* _Records provided_:
-=-=-=-=-
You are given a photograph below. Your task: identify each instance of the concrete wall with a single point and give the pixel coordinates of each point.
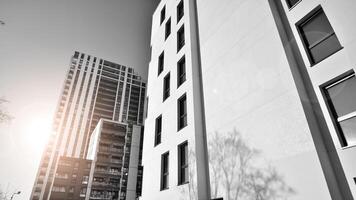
(193, 133)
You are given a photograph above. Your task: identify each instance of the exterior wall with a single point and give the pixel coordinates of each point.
(126, 140)
(193, 133)
(93, 89)
(249, 88)
(341, 16)
(76, 180)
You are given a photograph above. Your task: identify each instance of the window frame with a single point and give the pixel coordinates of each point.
(158, 135)
(180, 43)
(164, 185)
(166, 86)
(181, 80)
(163, 14)
(180, 6)
(332, 111)
(181, 167)
(160, 63)
(317, 10)
(168, 33)
(289, 4)
(181, 116)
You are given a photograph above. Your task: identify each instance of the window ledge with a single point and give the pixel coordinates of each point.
(312, 65)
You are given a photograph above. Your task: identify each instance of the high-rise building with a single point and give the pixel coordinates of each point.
(94, 89)
(269, 86)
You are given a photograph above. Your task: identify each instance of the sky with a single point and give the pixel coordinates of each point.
(36, 44)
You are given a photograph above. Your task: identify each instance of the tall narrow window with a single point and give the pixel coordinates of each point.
(160, 63)
(318, 36)
(180, 38)
(166, 86)
(182, 112)
(180, 10)
(181, 71)
(183, 163)
(163, 14)
(168, 28)
(158, 130)
(340, 97)
(164, 171)
(291, 3)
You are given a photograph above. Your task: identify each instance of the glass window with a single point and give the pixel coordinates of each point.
(183, 163)
(318, 37)
(182, 112)
(164, 171)
(158, 130)
(166, 86)
(181, 71)
(168, 28)
(341, 96)
(160, 63)
(180, 11)
(291, 3)
(163, 14)
(180, 38)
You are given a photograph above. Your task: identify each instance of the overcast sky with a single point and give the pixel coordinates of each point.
(35, 47)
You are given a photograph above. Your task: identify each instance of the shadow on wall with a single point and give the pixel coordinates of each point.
(233, 174)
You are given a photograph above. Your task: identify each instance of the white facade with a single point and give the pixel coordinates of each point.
(260, 86)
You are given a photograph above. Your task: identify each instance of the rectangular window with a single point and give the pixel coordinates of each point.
(166, 86)
(163, 14)
(168, 28)
(291, 3)
(183, 163)
(180, 10)
(180, 38)
(164, 171)
(160, 63)
(340, 97)
(318, 36)
(181, 71)
(158, 130)
(182, 112)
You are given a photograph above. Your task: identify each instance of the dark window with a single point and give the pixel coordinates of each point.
(158, 130)
(180, 38)
(164, 171)
(163, 14)
(318, 36)
(341, 96)
(291, 3)
(180, 10)
(183, 163)
(160, 63)
(182, 112)
(166, 86)
(168, 28)
(181, 71)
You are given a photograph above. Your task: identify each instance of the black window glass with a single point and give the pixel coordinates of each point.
(318, 36)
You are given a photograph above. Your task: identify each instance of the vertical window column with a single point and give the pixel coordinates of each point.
(183, 163)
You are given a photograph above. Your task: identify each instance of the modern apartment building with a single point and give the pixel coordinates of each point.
(94, 89)
(115, 150)
(269, 85)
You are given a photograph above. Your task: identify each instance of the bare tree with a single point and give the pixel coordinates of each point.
(4, 116)
(233, 174)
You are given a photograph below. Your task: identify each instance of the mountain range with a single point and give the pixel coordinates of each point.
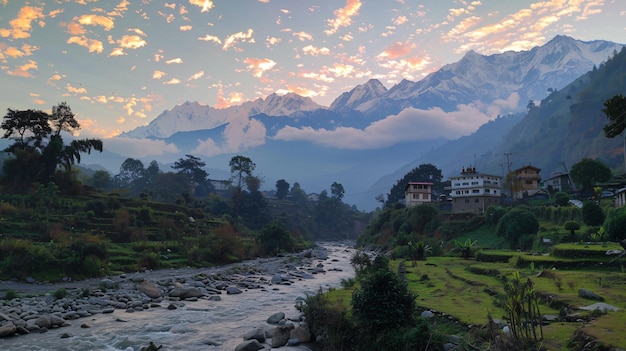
(468, 112)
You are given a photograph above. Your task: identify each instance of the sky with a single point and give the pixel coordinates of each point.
(119, 64)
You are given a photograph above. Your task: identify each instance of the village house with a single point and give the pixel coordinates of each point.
(558, 181)
(620, 197)
(416, 193)
(474, 192)
(529, 179)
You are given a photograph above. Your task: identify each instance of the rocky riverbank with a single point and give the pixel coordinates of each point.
(43, 307)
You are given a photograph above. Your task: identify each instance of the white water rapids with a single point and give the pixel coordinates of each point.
(195, 326)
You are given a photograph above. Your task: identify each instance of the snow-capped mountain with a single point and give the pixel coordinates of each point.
(192, 116)
(359, 96)
(488, 78)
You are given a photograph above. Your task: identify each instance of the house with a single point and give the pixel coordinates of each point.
(620, 197)
(474, 192)
(416, 193)
(558, 181)
(529, 179)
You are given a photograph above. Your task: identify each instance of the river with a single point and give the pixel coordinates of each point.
(199, 325)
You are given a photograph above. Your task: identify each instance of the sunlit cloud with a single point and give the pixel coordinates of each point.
(22, 24)
(172, 81)
(206, 5)
(272, 41)
(158, 74)
(211, 38)
(96, 20)
(259, 66)
(233, 39)
(396, 50)
(92, 45)
(343, 16)
(314, 51)
(74, 90)
(303, 36)
(196, 76)
(24, 70)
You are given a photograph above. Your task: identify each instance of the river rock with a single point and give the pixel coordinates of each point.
(231, 290)
(184, 292)
(150, 289)
(7, 329)
(301, 332)
(280, 335)
(256, 334)
(250, 345)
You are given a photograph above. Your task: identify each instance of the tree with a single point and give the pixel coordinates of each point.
(240, 168)
(39, 149)
(191, 167)
(592, 213)
(282, 189)
(274, 238)
(383, 301)
(518, 227)
(572, 226)
(561, 199)
(423, 173)
(337, 190)
(615, 110)
(588, 172)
-=-=-=-=-
* _Exercise task_:
Rewrite the lines above, starting with the line that contains "the river with" and going on through the final line, keeping all their wording and shifting every x and y coordinate in the answers by -66.

* _Task solution_:
You are given a photograph above. Your task: identify each instance of the river with a single point and give the pixel coordinates of each point.
(133, 259)
You are given a photograph above. Your task: identify each instance of the sunlit cloud with a single point and give the pixel coordinates of each point.
(-44, -42)
(106, 15)
(140, -61)
(206, -25)
(92, 8)
(145, -28)
(30, -46)
(193, 0)
(167, -27)
(330, -16)
(26, -21)
(277, -50)
(248, -15)
(8, 24)
(237, -30)
(130, 10)
(-42, 4)
You are given a photograph above. Your task: identify each instance of the river rock with a single point and give the pixel coordinates of each point.
(165, 224)
(118, 226)
(84, 223)
(-59, 263)
(235, 266)
(214, 269)
(190, 268)
(184, 279)
You are given a photograph above. Your task: identify each instance of the tree with a single point and give the pixel coordinates of each point.
(174, 102)
(-27, 83)
(125, 101)
(526, 147)
(216, 123)
(208, 172)
(317, 235)
(452, 161)
(506, 160)
(495, 133)
(357, 107)
(271, 124)
(549, 44)
(522, 106)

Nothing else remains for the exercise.